### Given task
Quote word for word the stretch of the Kennedy assassination article from "And if there" through "to know more.".

### Text to read
——
We can begin anywhere we like, truthfully, but let’s start with the umbrella man. On November 22, 1963, as President John F Kennedy’s motorcade passed through the streets of Dallas on the way to a scheduled speech at the Trade Mart, a man in a black coat opened a black umbrella and held it over his head. The motorcade passed by, making the sharp turn onto Elm Street and passing the Texas School Book Depository, where a 24-year-old man named Lee Harvey Oswald – purportedly, and therein lies our story – lay in wait.
What might have been a small flare of eccentricity on a clear, 71°F Texas day was instead forever marked, and preserved, by what happened moments later. Kennedy was assassinated, and our expectations about history and progress and the American character were permanently tilted on their axis.
This November 22, it will have been 50 years since Kennedy was shot. It will also have been 50 years that Americans have been arguing over the Kennedy assassination: one shooter or two? Lone gunman or conspiracy? Right-wing or left-wing plot? The subject itself has waxed and waned in the national eye, having last peaked after the release of Oliver Stone’s wildly controversial film JFK in 1991. But, as Don DeLillo writes in the introduction to his novel, Libra, about the president’s alleged assassin, Lee Harvey Oswald, “some stories never end”.
The Kennedy assassination is a stagnant swamp of conspiracy and counter-conspiracy that is less about any potential solution than the desire to see a secret, comprehensible reality underneath the messy confusion of reality. Death, especially violent or unexpected death, is a fundamentally illogical event. How can it be that our friend, our loved one, our president, who was so alive only a moment ago, is now permanently, irrevocably gone? The mourner demands logic where none is to be found. The assassination debate is, at its heart, a historiographical one: can lone men really change the world or is history always a matter of groups and larger coordinated actions? Is the world fundamentally a rational or irrational place?
Who was the umbrella man, anyway? Was he a signal man for the hidden assassins, perched behind a stand of trees on Dealey Plaza and scattered elsewhere, providing the choreography for the killers? Was his umbrella actually “a sophisticated, battery-powered rocket-launcher attachment that fired a flechette [a small steel dart] containing a paralysing chemical into the president’s throat”? Or was he just a guy with an umbrella?
And if there was a conspiracy, who was behind it? The CIA? The Soviet Union? Fervently anti-communist, right-wing zealots? Fervently leftist, pro-Castro zealots? The Cuban president Fidel Castro himself, getting payback for Kennedy’s attempts on his life? Texas oilmen? The FBI? The vice president Lyndon Johnson, hungry for power? One moment, America poses for a photograph – the happy family gathered to politely clap as the president passes by, smiling his movie-star smile and waving. The next, a man is dead, history has been altered and we demand to know more.
——
### Material
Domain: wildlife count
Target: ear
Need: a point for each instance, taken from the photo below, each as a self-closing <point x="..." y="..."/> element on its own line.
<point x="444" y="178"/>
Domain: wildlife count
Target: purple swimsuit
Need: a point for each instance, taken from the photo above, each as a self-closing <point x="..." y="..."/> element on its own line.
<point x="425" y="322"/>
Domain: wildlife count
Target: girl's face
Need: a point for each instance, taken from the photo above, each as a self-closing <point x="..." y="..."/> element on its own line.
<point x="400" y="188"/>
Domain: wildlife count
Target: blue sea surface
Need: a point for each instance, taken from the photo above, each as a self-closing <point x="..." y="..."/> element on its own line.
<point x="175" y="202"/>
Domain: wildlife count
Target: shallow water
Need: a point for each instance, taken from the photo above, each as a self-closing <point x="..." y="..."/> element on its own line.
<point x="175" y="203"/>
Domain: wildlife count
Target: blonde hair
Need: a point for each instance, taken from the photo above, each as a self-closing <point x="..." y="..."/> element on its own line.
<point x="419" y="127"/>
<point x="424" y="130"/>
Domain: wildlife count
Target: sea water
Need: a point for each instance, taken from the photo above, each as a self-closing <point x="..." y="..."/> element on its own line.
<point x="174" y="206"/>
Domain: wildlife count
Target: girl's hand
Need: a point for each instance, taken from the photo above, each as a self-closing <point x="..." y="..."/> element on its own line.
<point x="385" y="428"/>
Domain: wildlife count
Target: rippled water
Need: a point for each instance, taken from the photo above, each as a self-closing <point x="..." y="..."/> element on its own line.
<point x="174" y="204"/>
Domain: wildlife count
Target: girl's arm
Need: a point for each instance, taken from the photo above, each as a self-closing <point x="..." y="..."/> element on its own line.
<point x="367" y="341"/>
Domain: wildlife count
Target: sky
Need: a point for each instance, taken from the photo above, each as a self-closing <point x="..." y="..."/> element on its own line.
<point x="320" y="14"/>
——
### Result of this exercise
And if there was a conspiracy, who was behind it? The CIA? The Soviet Union? Fervently anti-communist, right-wing zealots? Fervently leftist, pro-Castro zealots? The Cuban president Fidel Castro himself, getting payback for Kennedy’s attempts on his life? Texas oilmen? The FBI? The vice president Lyndon Johnson, hungry for power? One moment, America poses for a photograph – the happy family gathered to politely clap as the president passes by, smiling his movie-star smile and waving. The next, a man is dead, history has been altered and we demand to know more.